#### [STATED PROBLEM A]
Which lines of the rows below contain the string "dusting"? Copy each of those lines out in full. Case counts.

#### [SUPPLIED TEXT]
Hilbert space dimension contradiction

[adjklx]

Hi,

I was wondering how the state vector for a particle in a 1-D box can be expanded as a linear combination of the discrete energy eigenkets as well as a linear combination of the continuous position eigenkets. It seems to me that this is a contradiction because one basis is countable whereas the other is uncountable. Is there any way of reconciling this?

 

[Dale]

That is an interesting point. I don't know the answer, but I wonder if it has something to do with the fact that the energy eigenvalues are unbounded while the position eigenvalues are bounded. It is not immediately apparent to me how a bounded but uncountable set could be mapped to an unbounded but countable set.

 

[schieghoven]

The state space for this system is the space of square-integrable functions on [0,1]. This has a countable base. You might like to look at some books on measure theory, Lebesgue integration and functional analysis, e.g. Rudin or Lang. It's a big subject and a cornerstone of modern pure math.

There are ways of defining position eigenkets, but they are not functions and you can't construct a Hilbert space of states out of them.

#### [EXERCISE INPUT]
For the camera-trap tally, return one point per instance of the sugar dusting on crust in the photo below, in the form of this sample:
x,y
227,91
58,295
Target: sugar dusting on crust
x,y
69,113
...
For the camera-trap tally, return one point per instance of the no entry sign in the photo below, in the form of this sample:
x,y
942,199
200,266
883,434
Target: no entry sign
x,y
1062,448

#### [STATED PROBLEM B]
Could you extend the Hilbert space thread above, starting after its last sentence?

#### [TASK RESULT A]
For the camera-trap tally, return one point per instance of the sugar dusting on crust in the photo below, in the form of this sample:
Target: sugar dusting on crust

#### [TASK RESULT B]
Cheers

Dave

 

[George Jones]

Hi,

I was wondering how the state vector for a particle in a 1-D box can be expanded as a linear combination of the discrete energy eigenkets as well as a linear combination of the continuous position eigenkets. It seems to me that this is a contradiction because one basis is countable whereas the other is uncountable. Is there any way of reconciling this?

Take a look at this thread:

https://www.physicsforums.com/showthread.php?t=258277.

 

[adjklx]

Take a look at this thread:

https://www.physicsforums.com/showthread.php?t=258277.

Thanks very much, that was really help helpful. I think what you're saying is that since the generalized position eigenstates lie outside the Hilbert space they cannot be considered a basis by definition . This means that the size of \{|X\rangle\} says nothing about the dimension of the subspace of H containing physically viable functions. Is this correct?

If this is correct, it still seems weird to me that any element belonging to the subspace can be expanded as a linear combination of an uncountable orthogonal set as well as a countable orthogonal basis set. Am I thinking about this in the wrong way? Should I just accept that these two expansions are completely separate entities and that only one of them says something about the size of space?

 

[George Jones]

Thanks very much, that was really help helpful. I hope you don't mind, but I have a few small questions:

Sorry, but I'm not an expert on this.

1) Is there a theorem that states that any member of the subspace \Phi, which belongs to the gelfand triple \Phi \subseteq H \subseteq \Phi^*, can be expanded in terms of the generalized position eigenfunctions?

I think that the nuclear spectral theorem applied to the position operator gives this result.

 

[Dale]

There are ways of defining position eigenkets, but they are not functions and you can't construct a Hilbert space of states out of them.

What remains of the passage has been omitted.